**Trecho selecionado**
=======
Vamos usar os algoritmo **DDPG**, **TD3** e **SAC** neste Google Colab.

Referências:
- Stable-Baselines3: https://github.com/DLR-RM/stable-baselines3
- Documentação: https://stable-baselines.readthedocs.io/en/master/


## 1 - Configurações necessárias

### 1.1 Instalação de pacotes

In [1]:
from IPython.display import clear_output
!apt-get install ffmpeg freeglut3-dev xvfb  # For visualization
!pip install gym[all]==00.25.1
!pip install gym[atari,accept-rom-license]==00.25.1
!pip install pyglet
!pip install stable-baselines3[extra]

clear_output()

In [None]:
!mkdir log_dir

### 1.2 Para salvar vídeo

In [2]:
# Set up fake display; otherwise rendering will fail
import os
os.system("Xvfb :1 -screen 0 1024x768x24 &")
os.environ['DISPLAY'] = ':1'

A gravação é feita com o wrapper [VecVideoRecorder](https://stable-baselines.readthedocs.io/en/master/guide/vec_envs.html#vecvideorecorder).

In [3]:
from stable_baselines3.common.vec_env import VecVideoRecorder, DummyVecEnv

def record_video(env_id, model, video_length=500, prefix='', video_folder='videos/'):
  """
  :param env_id: (str)
  :param model: (RL model)
  :param video_length: (int)
  :param prefix: (str)
  :param video_folder: (str)
  """
  eval_env = DummyVecEnv([lambda: gym.make(env_id)])
  # Start the video at step=0 and record the given number of steps
  eval_env = VecVideoRecorder(eval_env, video_folder=video_folder,
                              record_video_trigger=lambda step: step == 0, video_length=video_length,
                              name_prefix=prefix)

  obs = eval_env.reset()
  for _ in range(video_length):
    action, _ = model.predict(obs)
    obs, _, _, _ = eval_env.step(action)

  # Close the video recorder
  eval_env.close()

In [4]:
import base64
from pathlib import Path

from IPython import display as ipythondisplay

def show_videos(video_path='', prefix=''):
  """
  Taken from https://github.com/eleurent/highway-env

  :param video_path: (str) Path to the folder containing videos
  :param prefix: (str) Filter the video, showing only the only starting with this prefix
  """
  html = []
  for mp4 in Path(video_path).glob("{}*.mp4".format(prefix)):
      video_b64 = base64.b64encode(mp4.read_bytes())
      html.append('''<video alt="{}" autoplay 
                    loop controls style="height: 400px;">
                    <source src="data:video/mp4;base64,{}" type="video/mp4" />
                </video>'''.format(mp4, video_b64.decode('ascii')))
  ipythondisplay.display(ipythondisplay.HTML(data="<br>".join(html)))
=======
**Dados fornecidos**
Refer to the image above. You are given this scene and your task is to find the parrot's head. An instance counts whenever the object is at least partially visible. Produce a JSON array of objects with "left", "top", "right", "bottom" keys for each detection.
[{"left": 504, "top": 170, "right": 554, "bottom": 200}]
=======
**Problema curto**
Transcreva sem nenhuma alteração a parte do trecho selecionado que vai de "# Start the" a "obs, _, _, _ = eval_env.step(action)".

**Solução abaixo**
# Start the video at step=0 and record the given number of steps
  eval_env = VecVideoRecorder(eval_env, video_folder=video_folder,
                              record_video_trigger=lambda step: step == 0, video_length=video_length,
                              name_prefix=prefix)

  obs = eval_env.reset()
  for _ in range(video_length):
    action, _ = model.predict(obs)
    obs, _, _, _ = eval_env.step(action)